Please transcribe the listing in its entirety, character for character.

━━━━

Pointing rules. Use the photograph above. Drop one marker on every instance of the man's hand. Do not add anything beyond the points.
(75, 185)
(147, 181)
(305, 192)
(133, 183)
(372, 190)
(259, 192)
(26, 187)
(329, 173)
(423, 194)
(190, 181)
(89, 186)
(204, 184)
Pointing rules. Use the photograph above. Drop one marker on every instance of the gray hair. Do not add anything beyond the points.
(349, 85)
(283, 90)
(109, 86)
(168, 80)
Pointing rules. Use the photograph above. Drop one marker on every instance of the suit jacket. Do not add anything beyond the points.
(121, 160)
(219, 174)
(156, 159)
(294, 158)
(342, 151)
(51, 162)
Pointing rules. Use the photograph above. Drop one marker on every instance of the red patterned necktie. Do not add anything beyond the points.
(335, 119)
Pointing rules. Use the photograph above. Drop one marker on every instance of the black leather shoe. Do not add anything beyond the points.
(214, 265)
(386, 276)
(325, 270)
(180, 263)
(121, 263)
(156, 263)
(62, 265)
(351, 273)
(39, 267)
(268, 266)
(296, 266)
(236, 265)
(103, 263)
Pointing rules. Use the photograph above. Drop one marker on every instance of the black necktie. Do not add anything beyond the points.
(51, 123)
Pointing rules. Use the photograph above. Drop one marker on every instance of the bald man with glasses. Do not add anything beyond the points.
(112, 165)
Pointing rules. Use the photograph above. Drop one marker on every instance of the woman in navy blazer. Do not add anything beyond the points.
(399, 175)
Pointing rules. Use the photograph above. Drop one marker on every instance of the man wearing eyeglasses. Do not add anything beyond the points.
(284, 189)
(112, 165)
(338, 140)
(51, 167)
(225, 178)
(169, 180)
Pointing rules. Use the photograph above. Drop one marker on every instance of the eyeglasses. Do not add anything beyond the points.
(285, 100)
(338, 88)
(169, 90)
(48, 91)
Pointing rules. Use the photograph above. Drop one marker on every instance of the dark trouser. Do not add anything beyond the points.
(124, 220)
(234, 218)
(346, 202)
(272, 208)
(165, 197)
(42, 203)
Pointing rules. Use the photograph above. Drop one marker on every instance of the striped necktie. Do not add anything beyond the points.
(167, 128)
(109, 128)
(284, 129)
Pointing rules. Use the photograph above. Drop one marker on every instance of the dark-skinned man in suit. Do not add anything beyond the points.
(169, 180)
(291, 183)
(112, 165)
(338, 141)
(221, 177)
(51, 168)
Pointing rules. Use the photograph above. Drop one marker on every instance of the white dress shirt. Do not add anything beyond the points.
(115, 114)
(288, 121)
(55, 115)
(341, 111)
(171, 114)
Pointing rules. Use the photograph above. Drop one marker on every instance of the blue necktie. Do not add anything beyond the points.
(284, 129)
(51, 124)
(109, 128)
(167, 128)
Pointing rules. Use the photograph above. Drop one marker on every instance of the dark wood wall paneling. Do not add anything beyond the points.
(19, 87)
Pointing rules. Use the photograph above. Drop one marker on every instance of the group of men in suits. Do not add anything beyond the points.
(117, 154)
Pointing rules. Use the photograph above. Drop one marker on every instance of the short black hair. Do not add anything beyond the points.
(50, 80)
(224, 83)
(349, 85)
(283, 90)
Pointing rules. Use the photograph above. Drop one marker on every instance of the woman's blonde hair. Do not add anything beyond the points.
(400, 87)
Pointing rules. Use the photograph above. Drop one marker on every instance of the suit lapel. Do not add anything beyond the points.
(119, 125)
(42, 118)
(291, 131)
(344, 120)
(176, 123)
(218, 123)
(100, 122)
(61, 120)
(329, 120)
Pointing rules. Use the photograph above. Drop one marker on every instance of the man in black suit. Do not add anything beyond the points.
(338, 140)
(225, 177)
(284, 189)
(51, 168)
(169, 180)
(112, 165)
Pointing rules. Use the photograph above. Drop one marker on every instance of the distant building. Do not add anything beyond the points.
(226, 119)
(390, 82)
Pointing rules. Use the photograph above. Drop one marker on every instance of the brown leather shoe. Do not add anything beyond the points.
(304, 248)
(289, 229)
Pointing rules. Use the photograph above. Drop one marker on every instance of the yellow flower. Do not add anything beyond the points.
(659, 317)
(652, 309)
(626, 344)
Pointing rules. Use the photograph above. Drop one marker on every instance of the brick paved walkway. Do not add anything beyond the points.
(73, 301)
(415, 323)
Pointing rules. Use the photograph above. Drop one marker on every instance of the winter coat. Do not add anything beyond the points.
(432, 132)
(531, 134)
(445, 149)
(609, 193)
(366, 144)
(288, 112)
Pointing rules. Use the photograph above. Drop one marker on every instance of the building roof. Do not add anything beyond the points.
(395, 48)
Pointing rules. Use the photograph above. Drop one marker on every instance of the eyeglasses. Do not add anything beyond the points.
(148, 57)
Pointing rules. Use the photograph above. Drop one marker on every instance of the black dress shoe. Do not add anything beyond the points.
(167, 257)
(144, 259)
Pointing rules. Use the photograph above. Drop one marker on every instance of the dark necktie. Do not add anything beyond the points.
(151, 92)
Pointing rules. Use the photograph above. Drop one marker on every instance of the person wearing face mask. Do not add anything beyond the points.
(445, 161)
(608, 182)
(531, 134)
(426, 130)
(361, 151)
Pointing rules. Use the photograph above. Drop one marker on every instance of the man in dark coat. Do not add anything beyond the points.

━━━━

▸ Answer to this task
Pointing rules. Use the photograph above. Drop one marker on every instance of the man's hand. Do not add anything beyond the points.
(75, 185)
(147, 181)
(305, 192)
(133, 183)
(372, 190)
(259, 192)
(26, 187)
(329, 173)
(423, 194)
(190, 181)
(89, 186)
(204, 184)
Pointing rules. Use the photograph above. Drop one marker on every instance of the gray hair. Do not add anything beyond the points.
(349, 85)
(283, 90)
(109, 86)
(168, 80)
Pointing rules. Use the photograph above. Drop one marker on every instance of the suit jacket. Do not add anything beyond the points.
(121, 160)
(219, 174)
(156, 159)
(294, 158)
(342, 151)
(51, 162)
Pointing rules. Use the photograph above. Drop one marker on every instance of the red patterned necktie. Do not add anything beyond the points.
(335, 119)
Pointing rules. Use the photograph above. Drop one marker on every instance of the black leather shoe. Do not add anything beyond the points.
(214, 265)
(386, 276)
(325, 270)
(180, 263)
(121, 263)
(156, 263)
(62, 265)
(351, 273)
(39, 267)
(268, 266)
(296, 266)
(236, 265)
(103, 263)
Pointing rules. Use the photograph above. Drop one marker on every instance of the black necktie. Do not add anything beyond the points.
(51, 123)
Pointing rules. Use the photograph above. Drop one marker on every instance of the bald man with glasses. Do not add anything beyond the points.
(112, 165)
Pointing rules. Use the photograph above. Drop one marker on every instance of the woman in navy blazer. Do not add anything beyond the points.
(399, 175)
Pointing rules. Use the photograph above. Drop one marker on every instance of the man wearing eyeglasses. Do not add anything beyond the points.
(284, 189)
(112, 165)
(338, 140)
(51, 167)
(225, 178)
(169, 180)
Pointing rules. Use the photograph above. Drop one marker on every instance of the eyeglasses. Do not add anything beyond the points.
(285, 100)
(338, 88)
(169, 90)
(48, 91)
Pointing rules. Use the photograph above. Drop one marker on every instance of the dark trouser. Do not add anything beyond the points.
(124, 220)
(234, 218)
(346, 202)
(272, 208)
(165, 197)
(42, 203)
Pointing rules. Use the photograph above. Drop one marker on every instance of the striped necktie. Do not add anything beyond the points.
(167, 128)
(109, 128)
(284, 129)
Pointing rules. Use the photograph above. Drop one marker on every instance of the dark-skinned man in suit. Do not add anything beyond the points.
(169, 180)
(291, 183)
(112, 165)
(338, 141)
(221, 177)
(51, 168)
Pointing rules. Use the photograph above. Drop one marker on every instance of the white dress shirt. Do not add anything beyond the points.
(115, 114)
(288, 121)
(55, 115)
(341, 111)
(171, 114)
Pointing rules. Use the photograph above. Drop one marker on every instance of the blue necktie. Do not add anything beyond the points.
(284, 129)
(51, 124)
(109, 128)
(167, 128)
Pointing rules. Use the photograph above. Drop one marker on every instance of the dark wood wall paneling. Do not add anything beyond the points.
(19, 87)
Pointing rules. Use the photograph above. Drop one marker on every instance of the group of men in suits. Do not add anything beyond the points.
(117, 154)
Pointing rules. Use the photograph above. Drop one marker on every instance of the short black hair. Do not add anything beyond the points.
(50, 80)
(224, 83)
(349, 85)
(283, 90)
Pointing rules. Use the photograph above. Drop one marker on every instance of the woman's blonde hair. Do not add anything beyond the points.
(400, 87)
Pointing rules. Use the photograph above. Drop one marker on every instance of the suit lapel. Do not add anything beyond the points.
(119, 125)
(42, 118)
(291, 131)
(344, 120)
(176, 123)
(218, 123)
(100, 122)
(61, 120)
(329, 120)
Pointing rules. Use the photograph above. Drop one marker on every instance of the man in black suit. Do not add anything beyond the points.
(338, 140)
(225, 177)
(284, 189)
(51, 168)
(169, 180)
(112, 165)
Pointing rules. Use the photograph above. Drop one marker on every instance of the distant building. Do not add anything beyond the points.
(226, 119)
(390, 82)
Pointing rules. Use the photograph above. Drop one marker on every instance of the brown leather shoe. Do not add anything beyond the points.
(304, 248)
(289, 229)
Pointing rules. Use the photograph above. Drop one marker on every instance of the yellow flower. Do not add anything beyond the points.
(659, 317)
(652, 309)
(626, 344)
Pointing rules. Use the photograph above. Drop one marker on every instance of the brick paved walkway. Do not add anything beyond the points.
(73, 301)
(415, 323)
Pointing rules. Use the photograph above. Drop one marker on every instance of the winter coat. Do not add anything beyond the points.
(432, 132)
(531, 134)
(445, 149)
(609, 193)
(366, 144)
(288, 112)
Pointing rules. Use the photograph above. Drop one marker on every instance of the building roof. Do not add anything beyond the points.
(395, 48)
Pointing rules. Use the photograph above. Drop one marker on every instance of the eyeglasses. Do not add anything beyond the points.
(148, 57)
Pointing rules. Use the photograph above. Drop one marker on every instance of the black dress shoe. Do not add anything beyond the points.
(167, 257)
(144, 259)
Pointing rules. Use the photograph above. Drop one marker on every instance of the dark necktie. Do not add anything beyond the points.
(151, 92)
Pointing rules. Use the photograph above. Drop one marker on every instance of the person wearing face mask. Do not add anything beyond the points.
(445, 161)
(608, 182)
(531, 134)
(426, 130)
(361, 151)
Pointing rules. Use the photograph above. Drop one marker on every instance of the man in dark coat. Do not add anything beyond the points.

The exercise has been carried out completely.